Coordinate annotation records
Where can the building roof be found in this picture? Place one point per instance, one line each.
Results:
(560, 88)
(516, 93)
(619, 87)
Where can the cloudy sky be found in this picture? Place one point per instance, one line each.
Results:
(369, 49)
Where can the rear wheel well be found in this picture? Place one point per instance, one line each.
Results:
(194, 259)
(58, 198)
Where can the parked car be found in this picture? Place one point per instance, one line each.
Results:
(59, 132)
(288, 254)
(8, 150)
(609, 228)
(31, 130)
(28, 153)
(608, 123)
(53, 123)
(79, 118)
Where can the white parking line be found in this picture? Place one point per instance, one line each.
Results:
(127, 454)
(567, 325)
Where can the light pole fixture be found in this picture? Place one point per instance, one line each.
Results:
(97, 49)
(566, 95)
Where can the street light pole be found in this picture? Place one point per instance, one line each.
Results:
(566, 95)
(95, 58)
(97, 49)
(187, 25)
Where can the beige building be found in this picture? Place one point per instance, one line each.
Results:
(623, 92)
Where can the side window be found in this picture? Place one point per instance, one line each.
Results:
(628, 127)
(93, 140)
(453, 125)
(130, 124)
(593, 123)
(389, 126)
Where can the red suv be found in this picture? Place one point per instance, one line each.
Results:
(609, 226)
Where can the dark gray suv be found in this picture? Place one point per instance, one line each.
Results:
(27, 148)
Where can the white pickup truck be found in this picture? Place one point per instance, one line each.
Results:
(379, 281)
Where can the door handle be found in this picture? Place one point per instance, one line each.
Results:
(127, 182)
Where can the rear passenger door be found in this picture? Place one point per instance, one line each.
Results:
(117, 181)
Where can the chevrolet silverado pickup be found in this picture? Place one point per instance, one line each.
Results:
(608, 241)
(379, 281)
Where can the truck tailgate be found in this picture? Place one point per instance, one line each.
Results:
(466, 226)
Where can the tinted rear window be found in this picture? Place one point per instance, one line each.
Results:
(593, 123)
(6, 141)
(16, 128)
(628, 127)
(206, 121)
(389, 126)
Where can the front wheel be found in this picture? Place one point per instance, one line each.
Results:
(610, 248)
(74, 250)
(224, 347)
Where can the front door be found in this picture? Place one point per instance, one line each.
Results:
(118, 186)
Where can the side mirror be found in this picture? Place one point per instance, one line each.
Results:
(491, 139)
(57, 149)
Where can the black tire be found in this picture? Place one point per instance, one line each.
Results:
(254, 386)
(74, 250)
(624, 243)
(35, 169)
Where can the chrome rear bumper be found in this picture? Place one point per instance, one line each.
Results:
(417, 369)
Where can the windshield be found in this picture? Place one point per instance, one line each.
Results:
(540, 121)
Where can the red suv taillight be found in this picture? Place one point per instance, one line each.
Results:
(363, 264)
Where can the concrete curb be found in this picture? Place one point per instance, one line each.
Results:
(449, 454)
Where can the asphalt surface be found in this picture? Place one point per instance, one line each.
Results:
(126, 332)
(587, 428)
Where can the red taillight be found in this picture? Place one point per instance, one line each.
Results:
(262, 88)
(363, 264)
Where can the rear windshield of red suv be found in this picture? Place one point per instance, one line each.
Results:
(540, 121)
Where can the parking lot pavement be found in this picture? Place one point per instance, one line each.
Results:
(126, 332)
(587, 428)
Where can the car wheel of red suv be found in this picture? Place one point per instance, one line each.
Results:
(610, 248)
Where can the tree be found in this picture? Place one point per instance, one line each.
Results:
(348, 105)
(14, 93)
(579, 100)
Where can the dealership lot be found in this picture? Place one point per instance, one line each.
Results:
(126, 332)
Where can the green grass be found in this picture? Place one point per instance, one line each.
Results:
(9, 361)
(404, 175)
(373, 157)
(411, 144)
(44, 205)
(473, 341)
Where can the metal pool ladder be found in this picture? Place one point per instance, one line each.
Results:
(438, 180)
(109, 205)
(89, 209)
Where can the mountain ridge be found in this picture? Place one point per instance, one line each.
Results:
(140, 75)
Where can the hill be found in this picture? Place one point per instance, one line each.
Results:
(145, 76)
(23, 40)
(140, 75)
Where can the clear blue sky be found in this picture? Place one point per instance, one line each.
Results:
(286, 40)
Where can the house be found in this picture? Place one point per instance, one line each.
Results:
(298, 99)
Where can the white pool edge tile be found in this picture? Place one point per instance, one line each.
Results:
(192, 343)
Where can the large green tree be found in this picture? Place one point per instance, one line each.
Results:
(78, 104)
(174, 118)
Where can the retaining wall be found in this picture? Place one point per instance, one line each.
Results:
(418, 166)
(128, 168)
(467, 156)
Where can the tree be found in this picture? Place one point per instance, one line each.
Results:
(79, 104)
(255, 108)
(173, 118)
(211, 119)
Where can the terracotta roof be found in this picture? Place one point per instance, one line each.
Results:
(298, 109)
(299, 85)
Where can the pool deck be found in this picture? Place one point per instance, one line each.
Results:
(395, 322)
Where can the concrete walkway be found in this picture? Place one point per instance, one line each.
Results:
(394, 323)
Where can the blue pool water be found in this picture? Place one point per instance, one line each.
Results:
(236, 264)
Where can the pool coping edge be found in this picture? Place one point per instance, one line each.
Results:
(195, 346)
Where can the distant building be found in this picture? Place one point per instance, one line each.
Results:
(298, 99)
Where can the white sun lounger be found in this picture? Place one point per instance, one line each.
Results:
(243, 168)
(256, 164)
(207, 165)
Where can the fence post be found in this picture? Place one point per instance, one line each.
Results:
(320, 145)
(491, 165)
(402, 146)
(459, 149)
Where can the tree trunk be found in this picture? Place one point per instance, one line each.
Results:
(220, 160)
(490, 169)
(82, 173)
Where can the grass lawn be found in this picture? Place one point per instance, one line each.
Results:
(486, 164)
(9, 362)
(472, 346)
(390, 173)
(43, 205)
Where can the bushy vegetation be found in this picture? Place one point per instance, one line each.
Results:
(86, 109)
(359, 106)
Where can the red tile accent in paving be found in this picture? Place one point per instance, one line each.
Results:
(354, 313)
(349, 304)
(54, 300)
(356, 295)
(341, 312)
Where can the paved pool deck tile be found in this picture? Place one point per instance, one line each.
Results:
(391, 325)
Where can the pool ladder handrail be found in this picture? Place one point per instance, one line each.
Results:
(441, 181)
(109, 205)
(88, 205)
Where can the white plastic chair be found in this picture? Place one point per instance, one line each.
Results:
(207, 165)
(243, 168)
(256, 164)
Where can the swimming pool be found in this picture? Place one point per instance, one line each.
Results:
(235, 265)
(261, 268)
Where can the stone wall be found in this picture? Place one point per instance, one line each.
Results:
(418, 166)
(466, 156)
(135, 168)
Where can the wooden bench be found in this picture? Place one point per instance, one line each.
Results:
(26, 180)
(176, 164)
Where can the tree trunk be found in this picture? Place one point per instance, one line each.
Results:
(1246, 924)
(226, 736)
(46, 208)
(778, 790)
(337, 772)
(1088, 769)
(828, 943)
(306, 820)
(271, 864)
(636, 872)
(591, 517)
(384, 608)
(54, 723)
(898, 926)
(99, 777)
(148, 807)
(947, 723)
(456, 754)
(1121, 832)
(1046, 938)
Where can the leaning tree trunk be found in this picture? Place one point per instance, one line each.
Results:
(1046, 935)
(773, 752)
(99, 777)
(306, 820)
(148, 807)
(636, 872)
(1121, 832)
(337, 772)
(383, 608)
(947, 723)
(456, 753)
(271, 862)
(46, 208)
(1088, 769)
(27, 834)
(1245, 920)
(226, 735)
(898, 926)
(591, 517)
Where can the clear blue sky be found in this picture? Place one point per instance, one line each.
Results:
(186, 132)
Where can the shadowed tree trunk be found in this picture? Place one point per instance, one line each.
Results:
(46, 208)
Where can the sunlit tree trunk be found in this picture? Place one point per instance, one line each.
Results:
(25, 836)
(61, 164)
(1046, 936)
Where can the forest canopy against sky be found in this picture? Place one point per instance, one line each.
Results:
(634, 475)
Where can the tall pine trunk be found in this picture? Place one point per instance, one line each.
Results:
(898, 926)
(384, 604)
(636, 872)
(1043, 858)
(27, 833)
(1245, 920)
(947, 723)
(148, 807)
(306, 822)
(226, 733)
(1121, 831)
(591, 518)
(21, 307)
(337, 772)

**PROBLEM DETAILS:** Give the lines from the one containing "Where can the pool ladder" through the end of the entries again, exactly as written and with no other lines.

**SOLUTION FOR THIS TASK:**
Where can the pool ladder handrail be found in this picture? Place one point per instance, one line each.
Results:
(441, 181)
(109, 205)
(88, 205)
Where can the white plastic chair be found in this picture? Place one point per instance, one line each.
Results:
(207, 165)
(243, 168)
(256, 164)
Where can the swimming pool be found in this picture? Place one point per instance, one line each.
Results:
(235, 265)
(261, 268)
Where can the stone wall be found in this picture? Place one point per instance, one line each.
Results:
(418, 166)
(466, 156)
(135, 168)
Where can the wooden bench be found in this picture? Place one point per instance, one line each.
Results:
(26, 180)
(176, 164)
Where can the tree trunk be found in this picture? Place one point per instance, one line each.
Results:
(1246, 924)
(226, 736)
(46, 208)
(778, 790)
(337, 772)
(1088, 769)
(828, 943)
(306, 820)
(271, 864)
(636, 872)
(591, 517)
(384, 608)
(54, 723)
(898, 926)
(99, 777)
(148, 807)
(947, 723)
(456, 754)
(1121, 832)
(1046, 938)
Where can the leaning tree trunk be found in this picture? Place one point per instance, one line each.
Results:
(1046, 935)
(773, 752)
(99, 777)
(306, 820)
(148, 807)
(636, 872)
(1121, 832)
(337, 772)
(383, 608)
(947, 723)
(456, 753)
(271, 862)
(46, 208)
(1088, 769)
(27, 834)
(1245, 920)
(226, 735)
(898, 926)
(591, 517)
Where can the clear blue sky be found in this picture? Place one point per instance, one line each.
Results:
(186, 132)
Where can the shadowed tree trunk be found in this picture? Place one point per instance, one line each.
Results:
(46, 208)
Where can the sunlit tree trunk be found in this picture? Place one point per instance, one line each.
Results:
(25, 836)
(61, 164)
(1046, 936)
Where can the forest canopy against sky be found in this picture? Place one point per instance, one line each.
Results:
(634, 475)
Where can the tall pine trunk be found in this picture? Place one point per instance, one line each.
Results:
(898, 926)
(384, 604)
(636, 872)
(1043, 858)
(27, 833)
(1245, 920)
(947, 723)
(148, 807)
(306, 822)
(226, 733)
(1121, 831)
(591, 518)
(21, 307)
(337, 772)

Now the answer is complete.